[WHAT YOU ARE ASKED TO DO]
Your answer must repeat all of the entries word for word, without any images.

++++++++++++++++++++

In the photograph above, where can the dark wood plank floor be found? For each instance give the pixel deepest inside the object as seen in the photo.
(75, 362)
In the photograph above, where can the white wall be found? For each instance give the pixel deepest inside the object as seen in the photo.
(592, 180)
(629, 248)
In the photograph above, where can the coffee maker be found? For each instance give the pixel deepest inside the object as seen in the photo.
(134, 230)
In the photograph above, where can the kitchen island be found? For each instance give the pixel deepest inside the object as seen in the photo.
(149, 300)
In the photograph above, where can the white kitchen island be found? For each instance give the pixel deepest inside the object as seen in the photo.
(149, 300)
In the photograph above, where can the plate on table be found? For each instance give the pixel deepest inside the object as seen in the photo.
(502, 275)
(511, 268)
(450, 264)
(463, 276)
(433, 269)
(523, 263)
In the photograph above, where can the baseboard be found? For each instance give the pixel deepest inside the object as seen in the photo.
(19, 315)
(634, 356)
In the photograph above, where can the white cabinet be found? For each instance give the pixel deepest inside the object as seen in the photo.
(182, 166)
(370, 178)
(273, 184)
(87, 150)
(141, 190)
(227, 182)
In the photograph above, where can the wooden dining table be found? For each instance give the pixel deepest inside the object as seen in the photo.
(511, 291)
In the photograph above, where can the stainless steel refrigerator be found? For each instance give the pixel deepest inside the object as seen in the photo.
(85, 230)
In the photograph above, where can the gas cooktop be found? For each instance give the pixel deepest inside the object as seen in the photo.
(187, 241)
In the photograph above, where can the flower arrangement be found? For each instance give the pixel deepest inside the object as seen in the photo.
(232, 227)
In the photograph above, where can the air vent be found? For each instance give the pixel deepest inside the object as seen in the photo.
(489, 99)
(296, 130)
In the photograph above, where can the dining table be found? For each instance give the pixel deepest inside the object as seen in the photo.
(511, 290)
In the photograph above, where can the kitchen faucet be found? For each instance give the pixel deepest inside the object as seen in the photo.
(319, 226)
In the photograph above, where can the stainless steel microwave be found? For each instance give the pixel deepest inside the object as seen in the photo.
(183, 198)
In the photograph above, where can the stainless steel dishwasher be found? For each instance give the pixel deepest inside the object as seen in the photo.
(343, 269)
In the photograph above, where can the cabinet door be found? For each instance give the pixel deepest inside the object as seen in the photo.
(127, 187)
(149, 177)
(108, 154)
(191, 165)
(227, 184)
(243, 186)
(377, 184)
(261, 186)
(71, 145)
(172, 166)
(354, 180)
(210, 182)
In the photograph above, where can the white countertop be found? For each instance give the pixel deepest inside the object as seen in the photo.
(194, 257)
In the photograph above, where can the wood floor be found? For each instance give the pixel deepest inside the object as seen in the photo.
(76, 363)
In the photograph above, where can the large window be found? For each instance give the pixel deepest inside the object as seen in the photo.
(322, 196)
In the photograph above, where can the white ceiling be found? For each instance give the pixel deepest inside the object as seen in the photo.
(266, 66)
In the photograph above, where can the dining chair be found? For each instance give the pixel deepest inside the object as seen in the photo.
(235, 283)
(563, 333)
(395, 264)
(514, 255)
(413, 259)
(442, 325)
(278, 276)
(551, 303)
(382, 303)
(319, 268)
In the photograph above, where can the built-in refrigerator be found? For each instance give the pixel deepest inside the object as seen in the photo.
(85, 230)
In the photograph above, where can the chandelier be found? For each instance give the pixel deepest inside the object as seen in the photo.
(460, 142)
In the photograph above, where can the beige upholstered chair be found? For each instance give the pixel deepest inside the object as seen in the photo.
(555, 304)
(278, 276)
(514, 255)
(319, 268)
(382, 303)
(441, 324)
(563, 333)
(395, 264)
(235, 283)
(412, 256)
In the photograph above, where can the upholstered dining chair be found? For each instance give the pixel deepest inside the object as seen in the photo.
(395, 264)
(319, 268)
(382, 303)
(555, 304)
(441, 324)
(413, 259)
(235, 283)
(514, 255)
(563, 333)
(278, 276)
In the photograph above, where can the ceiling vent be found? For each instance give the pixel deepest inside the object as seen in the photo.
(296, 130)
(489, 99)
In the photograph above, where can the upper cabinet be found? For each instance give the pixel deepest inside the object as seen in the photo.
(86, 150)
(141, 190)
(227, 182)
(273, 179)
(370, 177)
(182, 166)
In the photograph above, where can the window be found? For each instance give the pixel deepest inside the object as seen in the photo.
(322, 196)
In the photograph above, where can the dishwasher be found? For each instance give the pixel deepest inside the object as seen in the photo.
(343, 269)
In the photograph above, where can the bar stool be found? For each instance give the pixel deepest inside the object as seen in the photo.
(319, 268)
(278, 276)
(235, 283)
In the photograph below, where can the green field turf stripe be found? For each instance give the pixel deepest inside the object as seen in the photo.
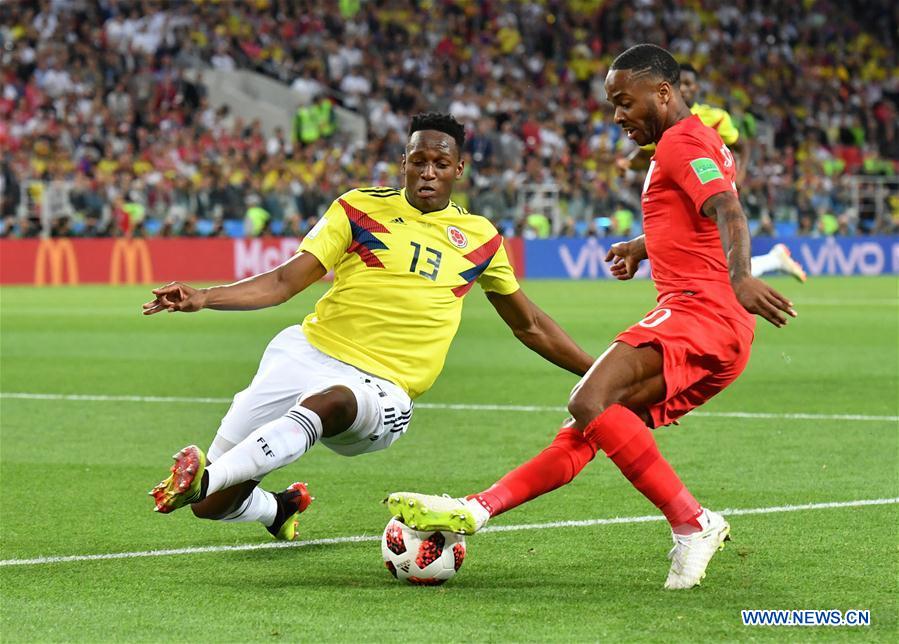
(448, 406)
(364, 538)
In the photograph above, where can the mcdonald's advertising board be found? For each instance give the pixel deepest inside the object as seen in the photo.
(62, 261)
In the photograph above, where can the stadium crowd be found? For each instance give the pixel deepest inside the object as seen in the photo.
(102, 127)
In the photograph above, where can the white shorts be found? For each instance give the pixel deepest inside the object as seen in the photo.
(291, 370)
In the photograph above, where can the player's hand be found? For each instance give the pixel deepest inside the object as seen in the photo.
(625, 258)
(175, 296)
(760, 299)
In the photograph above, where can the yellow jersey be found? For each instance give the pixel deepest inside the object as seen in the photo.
(713, 117)
(399, 279)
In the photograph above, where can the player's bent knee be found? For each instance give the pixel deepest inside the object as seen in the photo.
(335, 405)
(584, 409)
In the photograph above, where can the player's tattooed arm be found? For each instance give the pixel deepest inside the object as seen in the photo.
(626, 257)
(753, 294)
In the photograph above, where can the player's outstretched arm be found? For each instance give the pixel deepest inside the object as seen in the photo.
(626, 257)
(539, 332)
(755, 296)
(266, 289)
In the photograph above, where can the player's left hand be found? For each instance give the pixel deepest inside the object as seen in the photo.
(760, 299)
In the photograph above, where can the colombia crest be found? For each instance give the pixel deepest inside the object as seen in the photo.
(457, 237)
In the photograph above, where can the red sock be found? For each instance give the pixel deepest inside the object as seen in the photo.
(626, 440)
(555, 466)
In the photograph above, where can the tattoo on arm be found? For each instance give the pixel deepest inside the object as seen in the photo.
(725, 208)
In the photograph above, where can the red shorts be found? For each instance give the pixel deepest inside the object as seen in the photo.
(703, 351)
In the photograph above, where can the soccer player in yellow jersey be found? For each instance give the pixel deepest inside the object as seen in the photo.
(403, 260)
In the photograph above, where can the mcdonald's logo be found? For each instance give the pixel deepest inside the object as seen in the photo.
(130, 257)
(57, 256)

++++++++++++++++++++

[WRITTEN SOLUTION]
In the photograph above, where can the dark wood plank floor be found? For each instance give the pixel deepest inside the object as seen in the photo.
(75, 362)
In the photograph above, where can the white wall be found? For each instance give the pixel deepest inside the object as seen in the photo.
(592, 180)
(629, 248)
In the photograph above, where can the coffee maker be found? For each instance give the pixel deepest inside the object as seen in the photo.
(134, 230)
In the photograph above, where can the kitchen island be found? For each instance give the pixel deepest inside the object as seen in the photo.
(149, 300)
In the photograph above, where can the white kitchen island be found? For each instance give the pixel deepest inside the object as seen in the photo.
(149, 300)
In the photograph above, where can the plate on table be found? For each instance give the pixel deepest inside the object as seen in the photo.
(502, 275)
(511, 268)
(450, 264)
(463, 276)
(433, 269)
(523, 263)
In the photograph above, where can the baseboard be found? For each instance give the pixel deepest inside the object as seen in the photo.
(19, 315)
(634, 356)
In the photograph above, where can the white cabinet be found? For each instance give the pixel deepest inside the object as seen in the photo.
(182, 166)
(370, 178)
(273, 184)
(87, 150)
(141, 190)
(227, 182)
In the photograph above, where can the wooden dining table be found? For each instance give the pixel deepest inside the object as seen in the photo.
(511, 291)
In the photograph above, where can the stainless steel refrigerator be found? For each instance give the pixel deepest inside the object as seen in the photo.
(85, 230)
In the photograph above, where can the gas cooktop be found? For each instance give the pixel deepest inside the object as seen in the photo.
(187, 241)
In the photograph above, where can the flower arrangement be found? For each instance give the pixel deepest inside the object as seen in the photo.
(232, 227)
In the photograph above, where can the air vent be found? For each instance give the pixel deepest inside the object as seen in the photo.
(489, 99)
(296, 130)
In the photograph above, where can the dining table be found? For each instance give the pixel deepest inside the object as seen in the photo.
(511, 290)
In the photograph above, where can the kitchen faucet be found? For each instance give the pixel deepest inside the object as seen in the photo.
(319, 226)
In the photograph above, where can the stainless steel microwave be found? For each instance give the pixel deepest inside the object as seen in the photo.
(183, 198)
In the photograph above, where can the stainless steel dishwasher be found? For each instance give the pixel deepest inside the object as seen in the photo.
(343, 269)
In the photograph above, where can the cabinet door be found? For each instance give the pixel deepest inside the object as seen in the photo.
(127, 187)
(149, 177)
(108, 154)
(191, 165)
(227, 184)
(243, 186)
(377, 184)
(261, 186)
(71, 145)
(172, 166)
(354, 180)
(210, 182)
In the photograph above, where can the white countertop be found? For each instance give the pixel deepest inside the object as seen in the photo.
(194, 257)
In the photograph above, where can the wood floor be found? For each instance give the pixel deepest inside the object as seen in the photo.
(76, 363)
In the photograph above, where can the large window be found? For each instance give the pixel deepest inside the object as seen in the photo.
(322, 196)
In the photograph above, where can the white ceiling be found? For each instance give the pixel deepest inside the object as seen in the photo.
(266, 66)
In the photograph above, where can the dining chair be found? For each instance give the pixel deepest inside the object as seen in the photo.
(235, 283)
(563, 333)
(395, 264)
(514, 255)
(413, 259)
(442, 325)
(278, 276)
(551, 303)
(382, 303)
(319, 268)
In the photograph above, where can the built-in refrigerator be found? For each instance give the pixel deepest inside the object as seen in the photo.
(85, 230)
In the photograph above, where can the chandelier be found? For each instance give the pixel deepest inside the object as seen in the photo.
(460, 142)
In the photograph above, where can the beige upholstered chair be found? For each instance give the pixel deepest inside the object as seen in the photo.
(555, 304)
(278, 276)
(514, 255)
(319, 268)
(382, 303)
(441, 324)
(563, 333)
(395, 264)
(235, 283)
(412, 256)
In the photograph above, where can the upholstered dining chair be found? For each instance give the pixel deepest inside the object as seen in the photo.
(395, 264)
(319, 268)
(382, 303)
(555, 304)
(441, 324)
(413, 259)
(235, 283)
(514, 255)
(563, 333)
(278, 276)
In the photograph above, where can the ceiling vent be found? For each instance give the pixel deepest inside the object as seen in the photo.
(296, 130)
(489, 99)
In the photograph above, where can the upper cabinet be found? For each instance give the pixel deepest inside the object as seen in the photo.
(86, 150)
(141, 190)
(227, 182)
(273, 179)
(370, 177)
(182, 166)
In the photograph above, where can the window be found? For each instance give the pixel deepest inside the object as seen in the photo.
(322, 196)
In the photograph above, where can the dishwasher be found? For each instance give the pixel deepest inside the object as seen in the photo.
(343, 269)
In the photograph above, where can the bar stool be found? For each instance give the pixel deepest inside the object as seen in the photo.
(319, 268)
(278, 276)
(235, 283)
In the photograph below, where can the green field turf stripe be found? For each instance give the pixel deepest inside the object as seen in the photo.
(448, 406)
(364, 538)
In the photograph above, where can the mcdonald's advertising board be found? For each instance give the pixel deepest inside the object as seen in the photo.
(62, 261)
In the photograph above, where can the stadium crowd be found? For each instance give the pixel deepest inside the object as seen in the photo.
(102, 127)
In the photograph above, where can the white shorts be found? For each instance give the pixel deepest inside the object as seen in the photo.
(291, 370)
In the photograph above, where can the player's hand be found? For each instance give the pixel deepest inside the object as seen in the photo.
(625, 258)
(175, 296)
(760, 299)
In the photograph above, where can the yellow jersey be found? For each instance give the pixel deepest inside the object as seen in the photo.
(713, 117)
(399, 279)
In the photograph above, where can the player's bent knee be found? For each instance give the pixel deepest inside the object as seen in the photo.
(335, 405)
(584, 409)
In the photograph above, where can the player's tattooed arm be found? For each instance give the pixel deepest inside the object as seen in the photo.
(626, 257)
(753, 294)
In the photograph above, where can the player's outstretched arm be found? For each instance give the pixel deepest inside the object as seen in the photo.
(626, 257)
(539, 332)
(755, 296)
(266, 289)
In the photograph above, where can the player's left hand be found? For each instance give the pixel deepest inside the object as seen in the photo.
(760, 299)
In the photograph above, where can the colombia crest be found? For each instance give the pixel deepest inside the object as seen in the photo.
(457, 237)
In the photograph above, where can the red sock be found? For each instance give the pixel deepest inside the object as seen in the photo.
(626, 440)
(555, 466)
In the photograph above, where can the tattoo on arm be found? For each instance give the pixel deepest inside the object as seen in the photo.
(725, 208)
In the photograph above, where can the red shorts be found? For each instance give the pixel deepest inside the object as seen in the photo.
(703, 351)
In the photograph above, where can the soccer player in yellow jersey be found? For each instance give the pixel deepest inside the object as seen in the photo.
(403, 260)
In the photograph above, where can the mcdonald's logo be found? For each instance give the pixel deepest inside the object as seen in the photo.
(130, 257)
(57, 256)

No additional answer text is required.